┌──

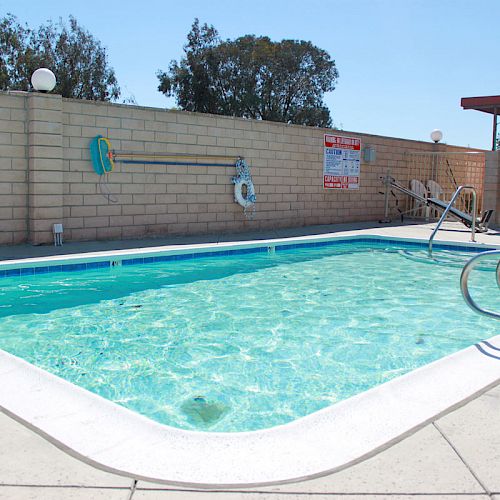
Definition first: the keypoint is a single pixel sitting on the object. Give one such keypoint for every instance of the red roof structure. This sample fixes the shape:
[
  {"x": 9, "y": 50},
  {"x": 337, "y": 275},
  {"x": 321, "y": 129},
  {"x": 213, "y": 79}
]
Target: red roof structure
[{"x": 487, "y": 104}]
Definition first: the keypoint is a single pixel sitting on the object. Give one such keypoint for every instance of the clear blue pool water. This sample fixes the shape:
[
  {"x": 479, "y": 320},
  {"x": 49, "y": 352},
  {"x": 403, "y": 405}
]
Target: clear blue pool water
[{"x": 246, "y": 342}]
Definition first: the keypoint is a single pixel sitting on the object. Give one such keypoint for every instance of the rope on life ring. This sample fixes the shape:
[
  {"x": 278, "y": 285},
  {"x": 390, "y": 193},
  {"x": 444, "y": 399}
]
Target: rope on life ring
[{"x": 244, "y": 178}]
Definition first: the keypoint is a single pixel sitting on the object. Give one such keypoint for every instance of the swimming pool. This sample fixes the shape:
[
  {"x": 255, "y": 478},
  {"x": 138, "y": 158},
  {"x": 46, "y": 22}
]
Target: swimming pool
[{"x": 328, "y": 315}]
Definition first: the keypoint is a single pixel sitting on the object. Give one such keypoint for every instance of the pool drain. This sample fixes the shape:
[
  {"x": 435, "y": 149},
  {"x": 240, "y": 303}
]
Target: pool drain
[{"x": 204, "y": 411}]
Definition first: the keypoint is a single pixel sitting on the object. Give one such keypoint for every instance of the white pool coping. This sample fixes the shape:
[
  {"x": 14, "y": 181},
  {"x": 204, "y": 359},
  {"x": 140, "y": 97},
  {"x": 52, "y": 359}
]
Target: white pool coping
[{"x": 114, "y": 439}]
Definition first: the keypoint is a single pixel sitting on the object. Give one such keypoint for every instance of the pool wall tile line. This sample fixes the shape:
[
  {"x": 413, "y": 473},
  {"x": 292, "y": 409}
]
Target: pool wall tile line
[{"x": 214, "y": 251}]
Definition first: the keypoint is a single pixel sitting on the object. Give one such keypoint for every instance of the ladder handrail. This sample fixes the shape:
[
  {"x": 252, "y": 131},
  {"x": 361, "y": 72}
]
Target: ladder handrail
[
  {"x": 464, "y": 277},
  {"x": 447, "y": 209}
]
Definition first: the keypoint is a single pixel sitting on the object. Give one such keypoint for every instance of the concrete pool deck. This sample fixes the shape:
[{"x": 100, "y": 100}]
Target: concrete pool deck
[{"x": 456, "y": 456}]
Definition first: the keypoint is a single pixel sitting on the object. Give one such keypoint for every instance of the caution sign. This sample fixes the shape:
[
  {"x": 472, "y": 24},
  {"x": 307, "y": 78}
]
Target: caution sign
[{"x": 342, "y": 160}]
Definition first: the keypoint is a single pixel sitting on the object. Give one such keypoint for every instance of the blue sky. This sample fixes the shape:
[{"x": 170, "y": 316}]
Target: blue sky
[{"x": 403, "y": 64}]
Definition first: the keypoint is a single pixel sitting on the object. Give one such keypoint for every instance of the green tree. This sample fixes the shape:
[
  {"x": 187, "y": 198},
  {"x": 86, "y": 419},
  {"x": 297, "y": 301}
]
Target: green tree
[
  {"x": 77, "y": 59},
  {"x": 251, "y": 77}
]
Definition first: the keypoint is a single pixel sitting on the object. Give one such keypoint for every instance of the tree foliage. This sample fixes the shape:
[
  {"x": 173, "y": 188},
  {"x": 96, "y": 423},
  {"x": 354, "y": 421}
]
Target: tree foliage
[
  {"x": 77, "y": 59},
  {"x": 251, "y": 77}
]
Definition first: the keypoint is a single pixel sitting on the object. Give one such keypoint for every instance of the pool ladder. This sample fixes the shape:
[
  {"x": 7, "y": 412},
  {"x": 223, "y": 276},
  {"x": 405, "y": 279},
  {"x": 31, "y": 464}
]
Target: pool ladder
[
  {"x": 447, "y": 209},
  {"x": 465, "y": 277}
]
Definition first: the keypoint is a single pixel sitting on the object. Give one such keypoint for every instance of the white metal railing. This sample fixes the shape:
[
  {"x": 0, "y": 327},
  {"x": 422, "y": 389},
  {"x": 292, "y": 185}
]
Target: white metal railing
[
  {"x": 445, "y": 213},
  {"x": 465, "y": 277}
]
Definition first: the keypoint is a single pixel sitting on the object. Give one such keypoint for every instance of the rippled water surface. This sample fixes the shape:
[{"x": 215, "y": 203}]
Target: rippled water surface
[{"x": 250, "y": 341}]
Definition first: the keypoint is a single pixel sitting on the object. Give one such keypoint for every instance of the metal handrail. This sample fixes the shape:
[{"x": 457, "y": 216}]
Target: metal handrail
[
  {"x": 445, "y": 213},
  {"x": 465, "y": 288}
]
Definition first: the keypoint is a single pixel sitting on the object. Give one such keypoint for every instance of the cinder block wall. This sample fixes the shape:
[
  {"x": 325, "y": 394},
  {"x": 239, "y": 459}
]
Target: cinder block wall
[
  {"x": 13, "y": 168},
  {"x": 492, "y": 184},
  {"x": 286, "y": 163}
]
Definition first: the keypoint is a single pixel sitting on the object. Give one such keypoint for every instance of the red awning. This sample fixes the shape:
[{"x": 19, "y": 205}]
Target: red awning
[{"x": 487, "y": 104}]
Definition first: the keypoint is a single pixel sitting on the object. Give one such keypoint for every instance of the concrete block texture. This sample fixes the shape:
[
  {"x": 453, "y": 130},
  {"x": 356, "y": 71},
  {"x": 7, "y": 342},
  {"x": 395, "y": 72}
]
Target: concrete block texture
[{"x": 45, "y": 166}]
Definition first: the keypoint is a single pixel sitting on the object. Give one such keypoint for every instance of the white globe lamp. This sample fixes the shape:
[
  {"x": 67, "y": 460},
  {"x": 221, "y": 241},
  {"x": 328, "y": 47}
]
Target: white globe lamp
[
  {"x": 436, "y": 135},
  {"x": 43, "y": 80}
]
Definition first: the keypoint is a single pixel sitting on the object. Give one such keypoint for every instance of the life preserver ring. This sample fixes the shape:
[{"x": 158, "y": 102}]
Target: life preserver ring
[{"x": 249, "y": 199}]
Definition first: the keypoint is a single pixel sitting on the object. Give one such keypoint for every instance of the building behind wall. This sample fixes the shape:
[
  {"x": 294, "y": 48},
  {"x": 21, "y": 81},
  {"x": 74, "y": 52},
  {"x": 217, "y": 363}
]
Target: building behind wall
[{"x": 46, "y": 175}]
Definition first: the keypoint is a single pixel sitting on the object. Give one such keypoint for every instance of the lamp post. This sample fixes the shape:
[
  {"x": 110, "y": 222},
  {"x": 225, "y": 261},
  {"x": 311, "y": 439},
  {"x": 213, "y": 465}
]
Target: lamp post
[
  {"x": 43, "y": 80},
  {"x": 436, "y": 135}
]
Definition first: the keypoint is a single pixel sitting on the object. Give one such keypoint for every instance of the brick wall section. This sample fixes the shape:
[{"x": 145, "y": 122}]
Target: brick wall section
[
  {"x": 492, "y": 185},
  {"x": 13, "y": 168},
  {"x": 45, "y": 154},
  {"x": 286, "y": 163}
]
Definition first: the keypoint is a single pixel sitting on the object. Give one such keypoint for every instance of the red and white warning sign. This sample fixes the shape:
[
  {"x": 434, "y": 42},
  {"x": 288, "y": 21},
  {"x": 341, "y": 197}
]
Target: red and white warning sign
[{"x": 342, "y": 160}]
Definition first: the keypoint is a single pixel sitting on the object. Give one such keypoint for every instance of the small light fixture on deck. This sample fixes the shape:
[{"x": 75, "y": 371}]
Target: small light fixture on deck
[{"x": 43, "y": 80}]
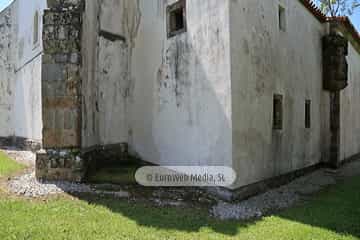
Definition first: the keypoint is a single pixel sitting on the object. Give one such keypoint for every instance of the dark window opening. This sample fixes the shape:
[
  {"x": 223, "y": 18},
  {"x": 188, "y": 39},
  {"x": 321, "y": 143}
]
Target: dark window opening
[
  {"x": 282, "y": 18},
  {"x": 176, "y": 18},
  {"x": 278, "y": 112},
  {"x": 307, "y": 114}
]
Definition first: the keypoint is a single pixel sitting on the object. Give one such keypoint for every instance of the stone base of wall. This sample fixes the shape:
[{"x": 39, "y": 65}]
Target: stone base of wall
[
  {"x": 20, "y": 143},
  {"x": 260, "y": 187},
  {"x": 65, "y": 165}
]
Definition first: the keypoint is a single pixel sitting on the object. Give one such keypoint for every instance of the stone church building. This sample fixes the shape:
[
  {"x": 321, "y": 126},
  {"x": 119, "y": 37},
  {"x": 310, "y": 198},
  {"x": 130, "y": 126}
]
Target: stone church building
[{"x": 268, "y": 87}]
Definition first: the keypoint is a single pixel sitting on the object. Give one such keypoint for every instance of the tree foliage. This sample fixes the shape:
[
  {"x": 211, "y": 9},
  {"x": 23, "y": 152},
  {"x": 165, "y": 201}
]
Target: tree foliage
[{"x": 335, "y": 8}]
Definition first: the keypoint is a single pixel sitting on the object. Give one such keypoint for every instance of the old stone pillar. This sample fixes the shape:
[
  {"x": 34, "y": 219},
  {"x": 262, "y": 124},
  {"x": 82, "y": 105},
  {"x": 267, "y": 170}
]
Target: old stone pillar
[
  {"x": 335, "y": 79},
  {"x": 61, "y": 93}
]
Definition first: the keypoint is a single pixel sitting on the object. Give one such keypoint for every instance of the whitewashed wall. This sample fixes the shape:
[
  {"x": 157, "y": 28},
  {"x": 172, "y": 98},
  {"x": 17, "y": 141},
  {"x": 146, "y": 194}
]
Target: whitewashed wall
[
  {"x": 7, "y": 65},
  {"x": 350, "y": 108},
  {"x": 267, "y": 61},
  {"x": 22, "y": 108}
]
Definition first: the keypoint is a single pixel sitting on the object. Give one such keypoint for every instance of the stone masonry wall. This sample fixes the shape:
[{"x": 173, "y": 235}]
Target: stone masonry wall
[{"x": 61, "y": 92}]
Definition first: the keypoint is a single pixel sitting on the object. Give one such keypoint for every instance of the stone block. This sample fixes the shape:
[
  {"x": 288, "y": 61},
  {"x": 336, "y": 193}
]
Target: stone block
[
  {"x": 53, "y": 72},
  {"x": 65, "y": 164}
]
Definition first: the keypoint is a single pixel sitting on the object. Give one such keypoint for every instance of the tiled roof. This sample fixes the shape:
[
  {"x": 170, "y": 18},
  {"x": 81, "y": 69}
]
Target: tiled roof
[{"x": 311, "y": 6}]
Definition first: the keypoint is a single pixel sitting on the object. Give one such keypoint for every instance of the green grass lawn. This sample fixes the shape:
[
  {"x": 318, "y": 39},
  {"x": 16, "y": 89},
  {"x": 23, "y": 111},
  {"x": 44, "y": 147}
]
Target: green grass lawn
[
  {"x": 8, "y": 166},
  {"x": 332, "y": 214}
]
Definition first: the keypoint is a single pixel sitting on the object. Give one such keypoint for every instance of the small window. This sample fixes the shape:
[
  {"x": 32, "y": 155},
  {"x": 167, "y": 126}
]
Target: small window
[
  {"x": 308, "y": 114},
  {"x": 176, "y": 18},
  {"x": 282, "y": 18},
  {"x": 36, "y": 28},
  {"x": 278, "y": 112}
]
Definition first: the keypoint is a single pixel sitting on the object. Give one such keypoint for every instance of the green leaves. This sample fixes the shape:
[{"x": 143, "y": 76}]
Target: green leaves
[{"x": 335, "y": 8}]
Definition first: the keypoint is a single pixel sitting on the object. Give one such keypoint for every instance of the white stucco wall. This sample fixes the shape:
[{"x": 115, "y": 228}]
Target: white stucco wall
[
  {"x": 23, "y": 107},
  {"x": 267, "y": 61},
  {"x": 166, "y": 119},
  {"x": 7, "y": 65},
  {"x": 350, "y": 108},
  {"x": 180, "y": 108}
]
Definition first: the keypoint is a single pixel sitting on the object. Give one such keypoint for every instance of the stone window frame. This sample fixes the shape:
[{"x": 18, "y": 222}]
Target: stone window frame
[
  {"x": 278, "y": 112},
  {"x": 308, "y": 114},
  {"x": 282, "y": 18},
  {"x": 36, "y": 28},
  {"x": 180, "y": 5}
]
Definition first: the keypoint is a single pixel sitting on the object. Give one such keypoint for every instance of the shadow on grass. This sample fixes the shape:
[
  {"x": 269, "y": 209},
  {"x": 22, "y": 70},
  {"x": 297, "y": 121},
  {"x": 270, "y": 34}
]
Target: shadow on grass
[
  {"x": 336, "y": 209},
  {"x": 190, "y": 219}
]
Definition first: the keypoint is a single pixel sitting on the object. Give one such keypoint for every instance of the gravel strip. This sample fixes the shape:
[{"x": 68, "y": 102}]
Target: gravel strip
[
  {"x": 257, "y": 206},
  {"x": 276, "y": 199},
  {"x": 28, "y": 186}
]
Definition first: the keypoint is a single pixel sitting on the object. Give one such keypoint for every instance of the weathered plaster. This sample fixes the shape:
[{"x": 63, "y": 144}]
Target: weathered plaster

└──

- _Work order_
The answer must consist of every line from the entries that holds the string "weathered".

- _Response below_
Definition first: the keypoint is a single pixel sitting on the object. Give one such keypoint for every instance of the weathered plaster. This sample fixes the shape:
Target: weathered plaster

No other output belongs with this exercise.